- _Fragmento de origen_
■ ■ ■ ■
Entonces, visto esto, no sé cómo contar que hago una cosa que se llama Kendo (que en japonés quiere decir: el sendero de la espada) y hasta a un campeonato he ido y participado, no es nada.

Mi hija Natalia dice textualmente así: “no sé, mi papá se pone una ropa que parece un vestido japonés y se va para la playa a caerse a palazos con unos amigos pegando más gritos que el carrizo”… Y yo creo que eso es una explicación válida, solo que en aras del mantenimiento del nivel de mi ego, debo agregar que esto se hace con un método milenario y mucha disciplina.

Tal vez esa sea una de las respuestas a mis para qué. Con eso me hago un poquito de disciplina en la vida que aunque sea en vestido japonés, no me viene mal del todo.

Otra de las respuestas, y dije que con dos tengo, es que hago mi poquito de ejercicio porque a la edad que tengo no puedo dejar de hacerlo so riesgo de anquilosarme. Tengo que confesar que en las mañanas, cuando he dejado de hacer ejercicio, me levanto con todos los tendones encogidos y me muevo un buen rato como Goldar, el robot del espacio…, camino como si no tuviera articulaciones y encima me duele. Me da vergüenza admitirlo, pero es verdad.

Habiéndome aclarado el punto a mí mismo paso a echar el cuento, para no seguir aburriendo con mis consideraciones personales.

Yo soy un hombre que ha transitado muchos estados, no solo de la república, también de ánimo y esas cosas. Digo que cuando rondaba los veintipico tenía un empleo en el que estaba obligado a ponerme corbata y atender gente, público, quiero decir. Yo tenía que darles la mano a modo de saludo, como se usa, y luego no podía agarrar nada hasta que se hubiera ido la gente y yo pudiera lavarme junto con el bolígrafo y cualquier otra cosa que hubiera tocado con esa mano. Si alguien usaba mi teléfono, cualquiera de ellos pues tenía cinco sobre mi escritorio, rápido buscaba el trapito y el mistolín para limpiar el auricular.

Me compraba las medias por paquetes, todas iguales pero después las marcaba con un hilito verde para la derecha y rojo para la izquierda, con un número para cada par. Mandaba la ropa a la tintorería pero después de todas maneras las rociaba con un poquito de alcohol de quemar y talco mexana.


Formaba un peo cada vez que encontraba el haragán o el papel tualé puesto al revés (y ahora gozo un puyero preguntándole a la gente si sabe cómo se pone un haragán o el papel tualé al revés y pocos dan con el asunto) en vez de voltearlo y ya, pues lo consideraba una afrenta personal.

Lo mismo hacía con la jarra de agua que siempre encontraba vacía dentro de la nevera. Yo la llenaba hasta el mismísimo borde y la cerraba herméticamente. En lo que alguien la agarraba y la destapaba ¡zás! Se bañaba de agua y yo distribuía mi arrechera.
■ ■ ■ ■
- _Filas de datos_
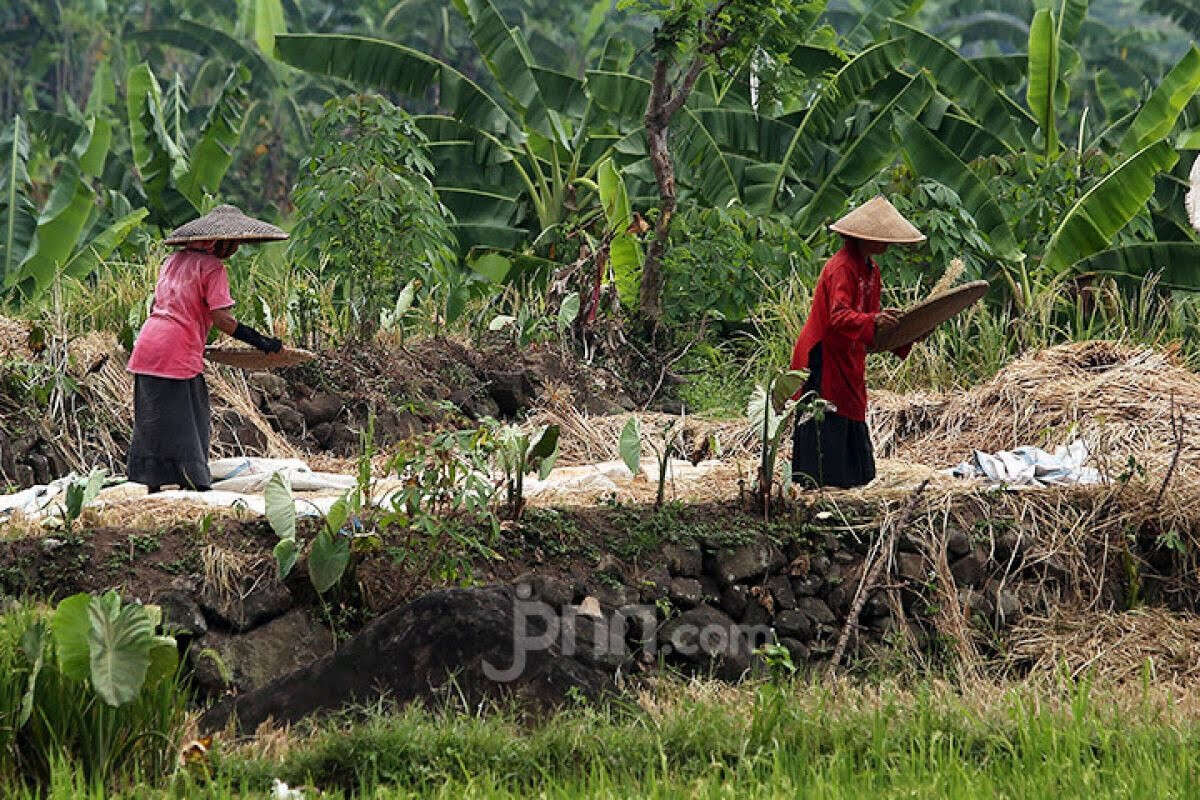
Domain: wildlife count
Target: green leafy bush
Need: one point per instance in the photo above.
■ ■ ■ ■
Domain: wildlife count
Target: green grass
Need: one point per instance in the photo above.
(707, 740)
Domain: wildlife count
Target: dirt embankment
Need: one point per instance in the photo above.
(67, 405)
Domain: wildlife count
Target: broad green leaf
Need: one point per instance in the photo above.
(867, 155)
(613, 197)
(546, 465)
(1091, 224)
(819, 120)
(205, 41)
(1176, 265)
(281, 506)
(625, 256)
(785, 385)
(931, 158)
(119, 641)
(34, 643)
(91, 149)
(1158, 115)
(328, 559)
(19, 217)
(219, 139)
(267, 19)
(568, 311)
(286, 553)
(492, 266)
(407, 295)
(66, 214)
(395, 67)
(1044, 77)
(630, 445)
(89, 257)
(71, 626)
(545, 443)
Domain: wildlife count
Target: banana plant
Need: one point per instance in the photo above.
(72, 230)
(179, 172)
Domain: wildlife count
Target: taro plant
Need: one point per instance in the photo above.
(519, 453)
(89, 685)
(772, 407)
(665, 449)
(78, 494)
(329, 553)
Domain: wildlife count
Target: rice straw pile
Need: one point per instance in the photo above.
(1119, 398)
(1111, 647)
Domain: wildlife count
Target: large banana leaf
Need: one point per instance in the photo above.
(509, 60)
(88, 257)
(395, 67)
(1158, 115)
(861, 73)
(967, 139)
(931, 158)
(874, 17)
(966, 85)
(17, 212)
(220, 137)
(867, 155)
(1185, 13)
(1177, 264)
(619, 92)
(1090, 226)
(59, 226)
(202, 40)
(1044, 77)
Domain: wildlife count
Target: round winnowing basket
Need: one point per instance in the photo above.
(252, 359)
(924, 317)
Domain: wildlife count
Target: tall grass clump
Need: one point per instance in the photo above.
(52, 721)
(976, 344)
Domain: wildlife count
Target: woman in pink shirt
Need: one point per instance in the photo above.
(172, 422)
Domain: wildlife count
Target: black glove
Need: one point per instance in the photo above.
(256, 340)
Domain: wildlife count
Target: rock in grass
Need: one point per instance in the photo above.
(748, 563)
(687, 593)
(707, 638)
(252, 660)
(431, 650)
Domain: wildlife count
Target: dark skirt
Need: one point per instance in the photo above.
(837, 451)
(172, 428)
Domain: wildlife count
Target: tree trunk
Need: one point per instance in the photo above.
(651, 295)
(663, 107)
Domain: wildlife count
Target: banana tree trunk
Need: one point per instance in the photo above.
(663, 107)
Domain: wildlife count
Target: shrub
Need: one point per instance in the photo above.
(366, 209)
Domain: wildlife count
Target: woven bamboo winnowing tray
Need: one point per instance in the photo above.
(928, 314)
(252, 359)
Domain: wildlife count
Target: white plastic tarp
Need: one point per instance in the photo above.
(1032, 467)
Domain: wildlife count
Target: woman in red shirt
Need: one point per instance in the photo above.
■ ■ ■ ■
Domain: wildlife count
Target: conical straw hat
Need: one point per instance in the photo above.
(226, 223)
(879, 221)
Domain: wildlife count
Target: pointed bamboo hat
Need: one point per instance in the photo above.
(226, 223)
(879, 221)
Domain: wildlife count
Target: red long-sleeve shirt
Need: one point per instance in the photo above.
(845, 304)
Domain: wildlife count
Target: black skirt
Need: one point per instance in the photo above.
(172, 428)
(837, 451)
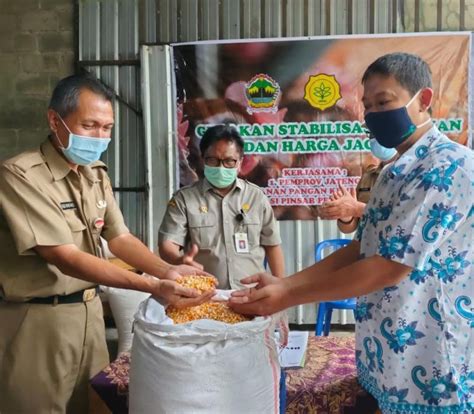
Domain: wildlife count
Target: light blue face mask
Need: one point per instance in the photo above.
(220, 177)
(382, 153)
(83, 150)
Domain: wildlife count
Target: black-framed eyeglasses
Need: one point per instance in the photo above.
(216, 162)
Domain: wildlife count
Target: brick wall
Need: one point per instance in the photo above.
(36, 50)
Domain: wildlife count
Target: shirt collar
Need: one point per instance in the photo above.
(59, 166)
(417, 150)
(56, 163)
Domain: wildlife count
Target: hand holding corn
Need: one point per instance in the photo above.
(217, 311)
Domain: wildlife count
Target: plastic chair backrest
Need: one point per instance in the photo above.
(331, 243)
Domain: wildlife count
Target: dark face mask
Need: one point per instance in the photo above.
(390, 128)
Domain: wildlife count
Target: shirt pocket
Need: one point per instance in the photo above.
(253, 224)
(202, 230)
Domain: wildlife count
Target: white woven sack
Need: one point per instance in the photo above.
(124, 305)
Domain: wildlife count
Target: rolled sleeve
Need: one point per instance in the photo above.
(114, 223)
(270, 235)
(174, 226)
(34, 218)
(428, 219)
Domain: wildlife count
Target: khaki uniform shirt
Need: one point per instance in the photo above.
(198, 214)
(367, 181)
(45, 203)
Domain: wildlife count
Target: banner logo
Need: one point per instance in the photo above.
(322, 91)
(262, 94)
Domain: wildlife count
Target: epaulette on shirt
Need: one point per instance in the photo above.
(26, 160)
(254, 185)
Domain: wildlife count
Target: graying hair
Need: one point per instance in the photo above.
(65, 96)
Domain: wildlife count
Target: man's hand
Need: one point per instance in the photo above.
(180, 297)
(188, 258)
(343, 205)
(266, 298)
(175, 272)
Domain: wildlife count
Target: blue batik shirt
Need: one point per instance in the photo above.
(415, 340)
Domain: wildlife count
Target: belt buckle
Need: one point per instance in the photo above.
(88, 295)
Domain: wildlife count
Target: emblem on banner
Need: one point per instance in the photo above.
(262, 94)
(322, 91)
■ ■ ■ ■
- _Consignas_
A. Resume en tres oraciones el relato sobre el kendo y las manías.
B. Retoma el relato sobre el kendo y las manías justo después de su última oración y continúalo con un párrafo.
Los datos no hacen falta para resolver nada.

- _Respuestas por consigna_
A. El narrador practica kendo, que presenta como un método milenario de mucha disciplina, y explica que le sirve para disciplinarse un poco y hacer ejercicio, pues cuando lo deja se levanta con los tendones encogidos. A los veintipico trabajaba con corbata atendiendo público, y tras dar la mano no agarraba nada hasta lavarse junto con el bolígrafo; además, limpiaba el auricular cada vez que alguien usaba su teléfono. También marcaba sus medias con hilitos de colores y números, rociaba la ropa con alcohol y talco, consideraba una afrenta personal el papel tualé puesto al revés y llenaba la jarra de agua hasta el borde para que quien la destapara se bañara.

B.
No, no me volví un ocho con esta historia, lo que pasa es que ahora hago kendo, y en el kendo todo huele malísimo. Las armaduras son del dojo y tienen décadas de sudor y saliva seca de no quiero saber quién, y sin embargo me la pongo sin problema. Uno suda litros y más litros y al día siguiente se vuelve a poner la misma ropa que por gruesa ni siquiera se ha secado, y al otro día también pero ya más concentrada. Los guantes protectores, que se llaman koté, estaban tan pero tan hediondos que no aguanté y les puse talco para el pié de atleta. El mango del shinai, que es la espada de bambú con la que uno se cae a coñazos, es una cosa que no tiene nombre. Natalia, cuando estoy lejos de mi última ducha me dice: papá, hueles a mango ‘e shinai… Así mismo es.

La cosa, para ver si empiezo a contar el cuento y no hacerlo tan largo, es que llegamos apuraditos Anne-Marie y yo de Barquisimeto después de la exposición de Arte Bosque en La Salamandra, y de una vez me puse a la orden de Ángel, mi Sensei, que también es Lama y no vale reírse porque además es chef.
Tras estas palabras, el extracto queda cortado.